▶ TASK
Please update the records below by replacing every "Field-scouting task" with "Scouting job" and leaving everything else unchanged.
··········
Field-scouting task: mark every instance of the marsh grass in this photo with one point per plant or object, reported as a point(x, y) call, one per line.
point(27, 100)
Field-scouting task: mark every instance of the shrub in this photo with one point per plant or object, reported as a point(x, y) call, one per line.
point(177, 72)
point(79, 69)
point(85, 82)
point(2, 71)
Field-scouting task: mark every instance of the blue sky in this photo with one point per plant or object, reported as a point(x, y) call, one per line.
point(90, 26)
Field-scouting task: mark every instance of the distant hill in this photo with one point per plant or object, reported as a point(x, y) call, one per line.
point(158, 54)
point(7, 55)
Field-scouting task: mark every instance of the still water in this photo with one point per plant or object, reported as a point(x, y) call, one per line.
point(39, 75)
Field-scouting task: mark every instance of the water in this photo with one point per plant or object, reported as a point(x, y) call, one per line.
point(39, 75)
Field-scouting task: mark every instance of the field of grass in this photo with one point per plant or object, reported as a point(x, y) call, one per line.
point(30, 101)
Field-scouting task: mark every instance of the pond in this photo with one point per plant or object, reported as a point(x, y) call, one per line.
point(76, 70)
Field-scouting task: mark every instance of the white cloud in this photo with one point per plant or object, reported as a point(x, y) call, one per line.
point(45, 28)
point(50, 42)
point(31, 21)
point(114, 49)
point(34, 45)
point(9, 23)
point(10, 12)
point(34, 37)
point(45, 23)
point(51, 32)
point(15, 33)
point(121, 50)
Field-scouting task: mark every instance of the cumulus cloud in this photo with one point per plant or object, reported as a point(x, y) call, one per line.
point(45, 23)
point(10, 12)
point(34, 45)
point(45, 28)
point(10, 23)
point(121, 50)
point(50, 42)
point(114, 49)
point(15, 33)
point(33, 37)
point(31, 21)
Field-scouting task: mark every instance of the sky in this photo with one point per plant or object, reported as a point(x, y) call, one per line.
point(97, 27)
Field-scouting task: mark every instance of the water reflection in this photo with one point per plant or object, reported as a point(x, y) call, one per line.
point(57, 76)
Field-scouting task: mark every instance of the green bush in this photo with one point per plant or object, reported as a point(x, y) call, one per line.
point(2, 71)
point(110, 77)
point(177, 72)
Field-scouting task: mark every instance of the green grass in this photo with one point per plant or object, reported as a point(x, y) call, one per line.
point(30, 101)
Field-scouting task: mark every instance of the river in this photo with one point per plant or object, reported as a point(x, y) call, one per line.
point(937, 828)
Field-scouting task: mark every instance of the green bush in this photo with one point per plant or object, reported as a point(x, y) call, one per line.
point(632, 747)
··········
▶ PROBLEM SOLUTION
Scouting job: mark every instance of the marsh grass in this photo with one point per plant or object, reported as a point(x, y) call, one per line.
point(27, 100)
Scouting job: mark every instance of the shrub in this photo with one point per plant or object, reported as a point(x, y) call, one per line.
point(177, 72)
point(79, 69)
point(85, 82)
point(2, 71)
Scouting job: mark every instance of the blue sky in this photo with one point per plant or object, reported as a point(x, y) call, one per line.
point(90, 26)
Scouting job: mark every instance of the distant hill in this photo with one point per plant or object, reported as a point(x, y) call, one per line.
point(158, 54)
point(7, 55)
Scouting job: mark every instance of the still water in this photo with one point per plant or object, reported as a point(x, y) call, one per line.
point(39, 75)
Scouting job: mark every instance of the water in this photo with one point per plant or object, reported as a point(x, y) call, one per line.
point(39, 75)
Scouting job: mark every instance of the field of grass in this photo with one point per plant or object, reported as a point(x, y) call, one per line.
point(30, 101)
Scouting job: mark every instance of the pond in this photo with one point per plant or object, reported as a point(x, y) call, one per line.
point(76, 70)
Scouting job: mark every instance of the white cloud in this photo with one point per plant or object, reported as a point(x, y) call, one per line.
point(45, 28)
point(50, 42)
point(31, 21)
point(114, 49)
point(34, 45)
point(9, 23)
point(10, 12)
point(34, 37)
point(45, 23)
point(51, 32)
point(15, 33)
point(121, 50)
Scouting job: mark every instance of the cumulus cloud in this photo with one point per plant or object, reported as a point(x, y) call, one per line.
point(45, 23)
point(10, 12)
point(34, 45)
point(45, 28)
point(10, 23)
point(121, 50)
point(50, 42)
point(114, 49)
point(15, 33)
point(33, 37)
point(31, 21)
Scouting job: mark every instance of the sky in this photo with one point per plant or object, reported as a point(x, y) call, one per line.
point(97, 27)
Scouting job: mark every instance of the water reflection in this photo with one point per plant or object, reported as a point(x, y) call, one per line.
point(57, 76)
Scouting job: mark every instance of the green bush in this photo with one point per plant or object, reported as a point(x, y) call, one per line.
point(2, 71)
point(110, 77)
point(177, 72)
Scouting job: mark every instance of the green grass in this photo with one point per plant or object, reported as a point(x, y) call, one per line.
point(30, 101)
Scouting job: mark every instance of the river in this photo with one point per plant or object, reported as a point(x, y) call, one per line.
point(937, 828)
Scouting job: mark every instance of the green bush in this photo with one point per plant or object, reported as a point(x, y) call, one per line.
point(632, 747)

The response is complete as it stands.